ABOUT THIS TASK
Whenever a line of the listing contains the string "woman", return that line.

-------- DATA --------

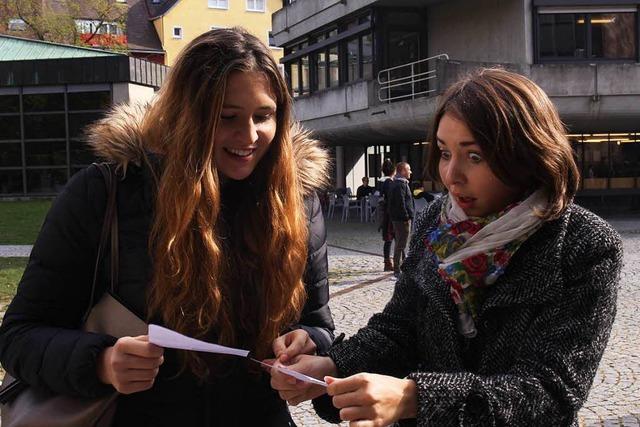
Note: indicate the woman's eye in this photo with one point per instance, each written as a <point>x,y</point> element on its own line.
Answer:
<point>475,157</point>
<point>263,118</point>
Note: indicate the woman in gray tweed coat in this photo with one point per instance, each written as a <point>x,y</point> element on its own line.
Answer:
<point>506,300</point>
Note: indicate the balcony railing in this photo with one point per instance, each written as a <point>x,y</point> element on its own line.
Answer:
<point>409,81</point>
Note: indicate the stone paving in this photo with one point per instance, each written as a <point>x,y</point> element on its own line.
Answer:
<point>359,288</point>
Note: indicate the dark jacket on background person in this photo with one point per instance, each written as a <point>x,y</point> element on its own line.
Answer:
<point>542,330</point>
<point>400,204</point>
<point>39,340</point>
<point>364,190</point>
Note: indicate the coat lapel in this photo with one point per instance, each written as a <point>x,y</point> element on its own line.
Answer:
<point>533,275</point>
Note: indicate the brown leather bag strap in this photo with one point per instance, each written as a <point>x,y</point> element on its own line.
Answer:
<point>109,227</point>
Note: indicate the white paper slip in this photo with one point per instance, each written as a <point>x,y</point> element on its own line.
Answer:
<point>295,374</point>
<point>167,338</point>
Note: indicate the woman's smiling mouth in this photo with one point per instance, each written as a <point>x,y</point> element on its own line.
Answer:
<point>240,152</point>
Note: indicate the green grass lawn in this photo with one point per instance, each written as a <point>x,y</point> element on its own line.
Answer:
<point>20,221</point>
<point>10,273</point>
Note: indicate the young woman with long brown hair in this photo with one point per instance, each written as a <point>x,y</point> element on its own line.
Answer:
<point>506,300</point>
<point>221,238</point>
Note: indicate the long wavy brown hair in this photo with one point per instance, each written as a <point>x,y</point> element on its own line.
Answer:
<point>239,283</point>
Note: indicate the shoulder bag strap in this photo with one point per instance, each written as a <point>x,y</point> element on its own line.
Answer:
<point>109,227</point>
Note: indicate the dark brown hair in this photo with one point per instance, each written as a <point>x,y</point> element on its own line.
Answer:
<point>519,131</point>
<point>198,287</point>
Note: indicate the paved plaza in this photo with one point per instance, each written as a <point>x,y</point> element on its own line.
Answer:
<point>359,288</point>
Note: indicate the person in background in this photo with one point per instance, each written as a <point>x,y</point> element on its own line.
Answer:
<point>401,208</point>
<point>364,190</point>
<point>508,295</point>
<point>382,213</point>
<point>221,238</point>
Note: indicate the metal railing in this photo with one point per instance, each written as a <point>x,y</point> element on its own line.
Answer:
<point>409,80</point>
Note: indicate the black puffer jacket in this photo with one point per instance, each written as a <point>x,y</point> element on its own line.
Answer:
<point>542,330</point>
<point>39,340</point>
<point>400,202</point>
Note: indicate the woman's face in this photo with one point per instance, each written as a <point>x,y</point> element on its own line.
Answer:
<point>247,124</point>
<point>465,172</point>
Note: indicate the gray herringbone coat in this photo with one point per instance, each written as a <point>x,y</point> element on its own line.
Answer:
<point>541,330</point>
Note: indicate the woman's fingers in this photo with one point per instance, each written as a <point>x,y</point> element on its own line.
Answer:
<point>131,365</point>
<point>292,344</point>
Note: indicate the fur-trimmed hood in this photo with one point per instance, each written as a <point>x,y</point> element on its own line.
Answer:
<point>117,138</point>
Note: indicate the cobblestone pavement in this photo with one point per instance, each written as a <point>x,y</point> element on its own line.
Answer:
<point>614,399</point>
<point>15,250</point>
<point>359,288</point>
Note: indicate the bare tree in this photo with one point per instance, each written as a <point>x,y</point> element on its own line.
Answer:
<point>57,20</point>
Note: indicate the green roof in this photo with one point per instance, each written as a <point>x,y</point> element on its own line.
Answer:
<point>18,49</point>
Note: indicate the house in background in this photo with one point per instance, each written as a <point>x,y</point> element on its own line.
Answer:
<point>48,93</point>
<point>177,22</point>
<point>157,30</point>
<point>366,76</point>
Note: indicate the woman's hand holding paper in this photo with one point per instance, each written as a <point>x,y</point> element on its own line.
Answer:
<point>131,365</point>
<point>296,391</point>
<point>293,343</point>
<point>371,400</point>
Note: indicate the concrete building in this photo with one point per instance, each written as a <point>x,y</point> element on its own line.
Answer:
<point>48,94</point>
<point>366,75</point>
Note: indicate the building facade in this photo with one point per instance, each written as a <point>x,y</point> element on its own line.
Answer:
<point>177,22</point>
<point>366,75</point>
<point>48,94</point>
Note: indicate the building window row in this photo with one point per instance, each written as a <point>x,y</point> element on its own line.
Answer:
<point>348,59</point>
<point>587,34</point>
<point>251,5</point>
<point>89,26</point>
<point>41,138</point>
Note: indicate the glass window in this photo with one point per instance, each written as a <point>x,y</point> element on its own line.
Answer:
<point>80,153</point>
<point>78,121</point>
<point>321,70</point>
<point>219,4</point>
<point>367,56</point>
<point>38,102</point>
<point>9,127</point>
<point>10,181</point>
<point>89,100</point>
<point>10,155</point>
<point>9,104</point>
<point>46,180</point>
<point>625,156</point>
<point>38,126</point>
<point>46,153</point>
<point>305,74</point>
<point>16,24</point>
<point>613,35</point>
<point>295,79</point>
<point>587,35</point>
<point>334,67</point>
<point>353,60</point>
<point>562,36</point>
<point>255,5</point>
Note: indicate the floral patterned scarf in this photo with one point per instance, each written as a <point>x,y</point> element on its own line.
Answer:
<point>473,252</point>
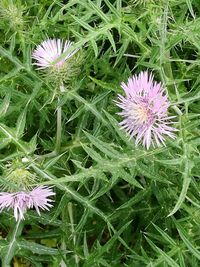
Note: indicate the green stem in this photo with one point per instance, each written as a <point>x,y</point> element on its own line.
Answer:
<point>70,210</point>
<point>10,252</point>
<point>59,130</point>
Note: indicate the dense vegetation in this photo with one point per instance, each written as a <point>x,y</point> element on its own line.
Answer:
<point>116,204</point>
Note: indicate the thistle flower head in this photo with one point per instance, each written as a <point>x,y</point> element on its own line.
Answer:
<point>47,53</point>
<point>145,110</point>
<point>13,13</point>
<point>38,198</point>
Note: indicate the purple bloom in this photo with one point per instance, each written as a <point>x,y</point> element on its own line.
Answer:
<point>144,110</point>
<point>21,201</point>
<point>50,50</point>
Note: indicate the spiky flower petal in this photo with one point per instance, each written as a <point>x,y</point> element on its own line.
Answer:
<point>50,50</point>
<point>38,198</point>
<point>145,110</point>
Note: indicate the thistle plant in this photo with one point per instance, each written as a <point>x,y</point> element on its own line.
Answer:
<point>57,57</point>
<point>145,110</point>
<point>122,152</point>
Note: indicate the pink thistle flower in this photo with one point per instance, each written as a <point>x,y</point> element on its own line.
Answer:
<point>21,201</point>
<point>144,110</point>
<point>50,50</point>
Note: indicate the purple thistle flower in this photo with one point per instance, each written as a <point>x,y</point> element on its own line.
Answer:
<point>144,110</point>
<point>50,50</point>
<point>21,201</point>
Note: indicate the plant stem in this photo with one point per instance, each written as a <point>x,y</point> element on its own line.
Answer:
<point>6,259</point>
<point>59,130</point>
<point>70,210</point>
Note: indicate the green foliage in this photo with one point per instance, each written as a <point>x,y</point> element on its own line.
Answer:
<point>116,204</point>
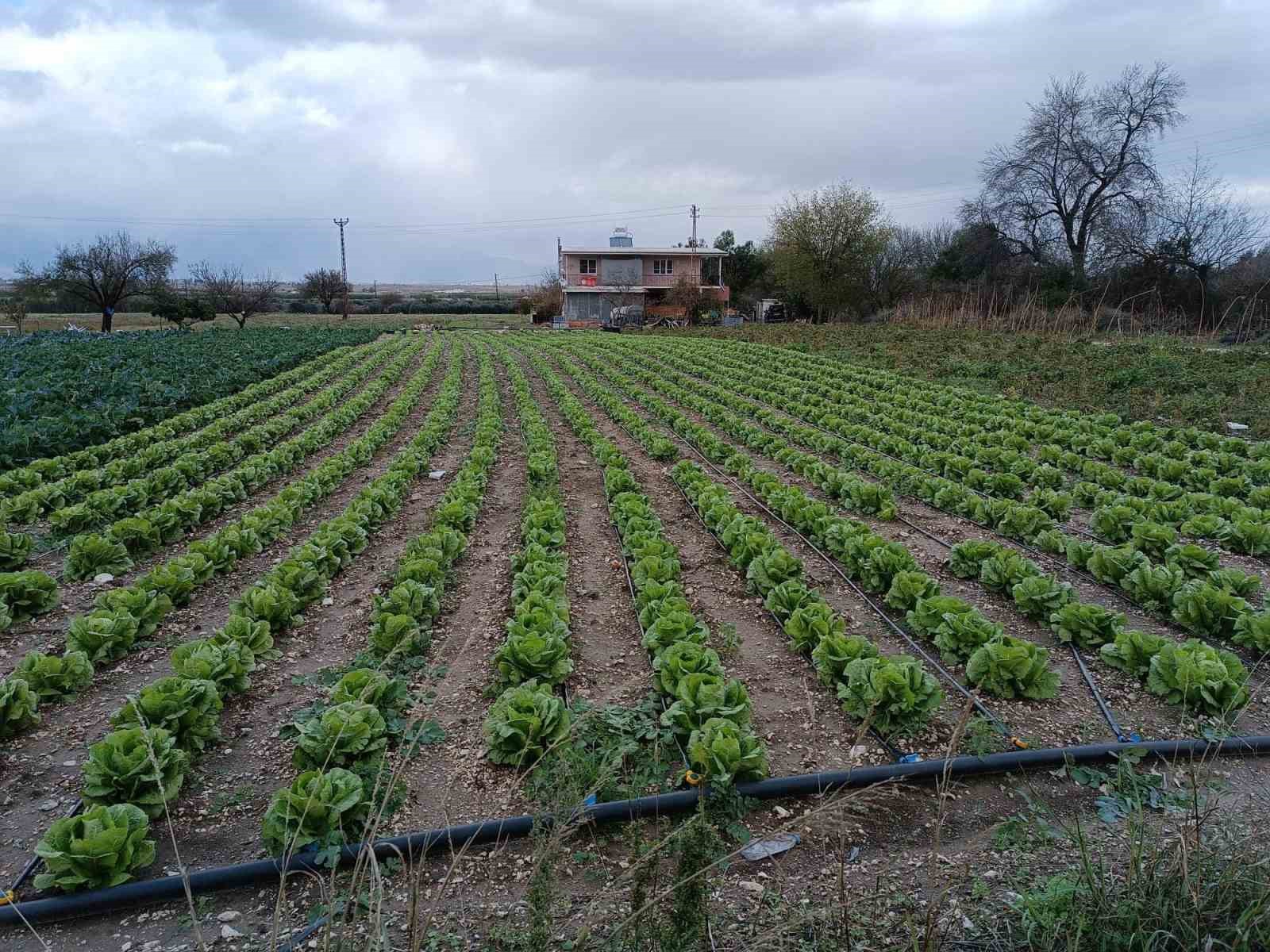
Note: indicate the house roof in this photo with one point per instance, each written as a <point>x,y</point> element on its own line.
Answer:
<point>645,251</point>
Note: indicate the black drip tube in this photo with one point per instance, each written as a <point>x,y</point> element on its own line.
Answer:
<point>416,846</point>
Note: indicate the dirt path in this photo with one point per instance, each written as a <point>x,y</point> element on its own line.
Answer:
<point>454,782</point>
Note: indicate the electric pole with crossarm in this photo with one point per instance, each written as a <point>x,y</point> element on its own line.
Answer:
<point>343,262</point>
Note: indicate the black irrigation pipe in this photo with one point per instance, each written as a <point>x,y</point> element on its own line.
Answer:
<point>417,846</point>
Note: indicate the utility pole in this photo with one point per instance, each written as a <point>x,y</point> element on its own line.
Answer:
<point>343,262</point>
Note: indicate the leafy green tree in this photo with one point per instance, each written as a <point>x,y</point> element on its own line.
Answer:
<point>823,247</point>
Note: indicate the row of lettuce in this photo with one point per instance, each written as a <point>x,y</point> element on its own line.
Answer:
<point>351,748</point>
<point>1001,466</point>
<point>1194,673</point>
<point>708,711</point>
<point>148,512</point>
<point>122,616</point>
<point>135,774</point>
<point>1187,584</point>
<point>67,391</point>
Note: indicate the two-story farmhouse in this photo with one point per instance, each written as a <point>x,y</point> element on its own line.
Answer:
<point>622,283</point>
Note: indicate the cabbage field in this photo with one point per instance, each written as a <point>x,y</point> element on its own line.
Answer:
<point>440,578</point>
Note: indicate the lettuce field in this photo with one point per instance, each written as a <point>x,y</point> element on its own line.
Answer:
<point>384,585</point>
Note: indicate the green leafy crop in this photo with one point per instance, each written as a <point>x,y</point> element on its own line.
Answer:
<point>55,677</point>
<point>524,723</point>
<point>893,692</point>
<point>319,809</point>
<point>102,847</point>
<point>1009,666</point>
<point>143,766</point>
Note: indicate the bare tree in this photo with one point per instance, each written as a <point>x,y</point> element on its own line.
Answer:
<point>230,292</point>
<point>1194,222</point>
<point>548,298</point>
<point>1083,155</point>
<point>823,245</point>
<point>105,274</point>
<point>325,285</point>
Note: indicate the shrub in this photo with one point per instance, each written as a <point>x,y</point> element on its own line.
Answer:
<point>141,766</point>
<point>319,809</point>
<point>55,677</point>
<point>524,723</point>
<point>723,752</point>
<point>893,692</point>
<point>101,847</point>
<point>1009,666</point>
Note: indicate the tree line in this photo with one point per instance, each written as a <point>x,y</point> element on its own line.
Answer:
<point>1073,211</point>
<point>116,270</point>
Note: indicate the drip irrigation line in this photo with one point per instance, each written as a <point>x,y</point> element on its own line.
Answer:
<point>1102,702</point>
<point>33,863</point>
<point>416,846</point>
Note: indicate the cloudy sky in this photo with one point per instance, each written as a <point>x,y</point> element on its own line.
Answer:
<point>461,137</point>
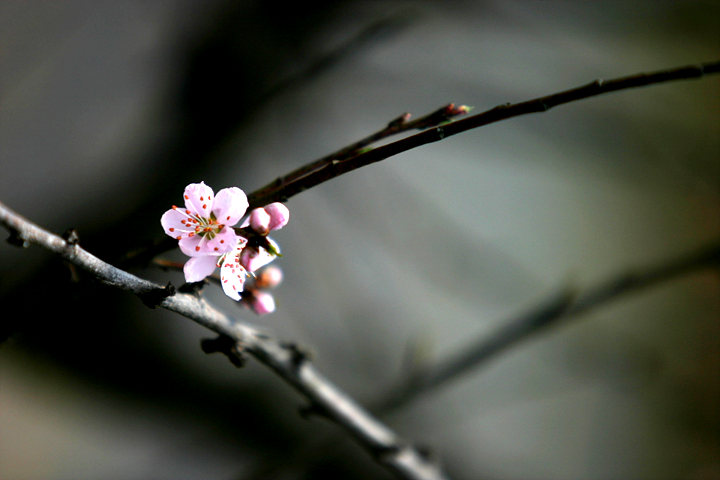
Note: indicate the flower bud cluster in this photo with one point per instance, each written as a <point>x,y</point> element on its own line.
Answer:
<point>205,233</point>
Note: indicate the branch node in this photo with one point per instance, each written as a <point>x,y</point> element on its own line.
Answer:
<point>71,237</point>
<point>227,346</point>
<point>17,240</point>
<point>384,453</point>
<point>402,119</point>
<point>193,288</point>
<point>298,355</point>
<point>155,297</point>
<point>312,409</point>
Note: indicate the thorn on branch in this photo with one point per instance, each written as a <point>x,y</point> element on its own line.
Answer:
<point>402,119</point>
<point>193,288</point>
<point>385,453</point>
<point>16,240</point>
<point>155,297</point>
<point>227,346</point>
<point>71,237</point>
<point>298,355</point>
<point>313,409</point>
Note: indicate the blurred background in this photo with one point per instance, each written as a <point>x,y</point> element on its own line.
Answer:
<point>108,109</point>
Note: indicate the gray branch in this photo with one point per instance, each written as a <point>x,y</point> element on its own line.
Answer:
<point>561,307</point>
<point>287,361</point>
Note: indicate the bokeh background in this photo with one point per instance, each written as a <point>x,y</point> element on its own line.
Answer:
<point>108,109</point>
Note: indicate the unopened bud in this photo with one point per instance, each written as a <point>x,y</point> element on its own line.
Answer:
<point>260,302</point>
<point>260,221</point>
<point>269,277</point>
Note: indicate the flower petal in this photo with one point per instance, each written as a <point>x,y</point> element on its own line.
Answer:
<point>230,205</point>
<point>196,246</point>
<point>174,224</point>
<point>197,268</point>
<point>225,241</point>
<point>279,215</point>
<point>199,199</point>
<point>232,277</point>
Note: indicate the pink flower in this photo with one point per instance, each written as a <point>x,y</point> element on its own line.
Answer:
<point>260,302</point>
<point>271,217</point>
<point>204,227</point>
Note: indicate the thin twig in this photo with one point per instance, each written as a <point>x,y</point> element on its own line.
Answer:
<point>388,449</point>
<point>552,312</point>
<point>401,124</point>
<point>329,167</point>
<point>502,112</point>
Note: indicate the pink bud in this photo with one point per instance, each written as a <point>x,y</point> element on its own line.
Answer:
<point>253,258</point>
<point>260,221</point>
<point>269,277</point>
<point>261,302</point>
<point>279,215</point>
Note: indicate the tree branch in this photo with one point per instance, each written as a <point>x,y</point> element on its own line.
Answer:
<point>338,163</point>
<point>502,112</point>
<point>285,360</point>
<point>561,307</point>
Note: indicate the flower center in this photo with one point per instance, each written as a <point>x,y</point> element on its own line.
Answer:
<point>206,227</point>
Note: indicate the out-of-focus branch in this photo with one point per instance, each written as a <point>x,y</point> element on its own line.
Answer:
<point>553,312</point>
<point>285,360</point>
<point>282,192</point>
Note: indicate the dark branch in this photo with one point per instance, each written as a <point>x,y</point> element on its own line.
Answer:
<point>282,192</point>
<point>402,459</point>
<point>342,161</point>
<point>552,312</point>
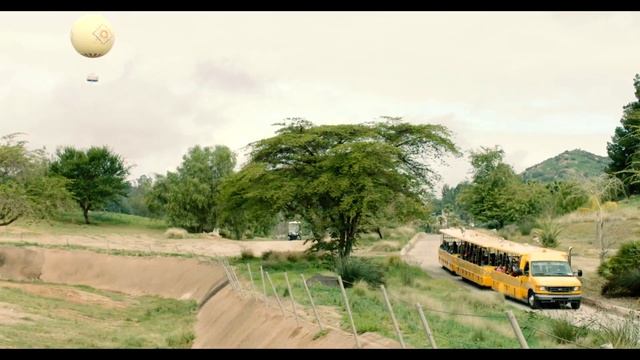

--------

SOLUTION FOR THIS TASK
Note: indicate the woman's eye in this photo with one point per instance, each written as a <point>x,y</point> element on its own line.
Note: indicate the woman in gray tweed coat in this photo with one point per instance, each written as a <point>x,y</point> element on its own line.
Note: indicate the woman's smiling mouth in this photo with one point per instance, each written as a <point>x,y</point> element on its own line.
Note: indicate the young woman with long brown hair in this photo with one point per instance, each written as a <point>x,y</point> element on its own line.
Note: indicate the woman's face in this photo with one point per instance, each written as a <point>x,y</point> element on its own line.
Note: indicate the woman's fingers in this photo with one point per instance, each written as a <point>x,y</point> element on its own line.
Note: indicate the woman's hand holding paper in this photo with one point per instance, each written as a <point>x,y</point> element on its own line.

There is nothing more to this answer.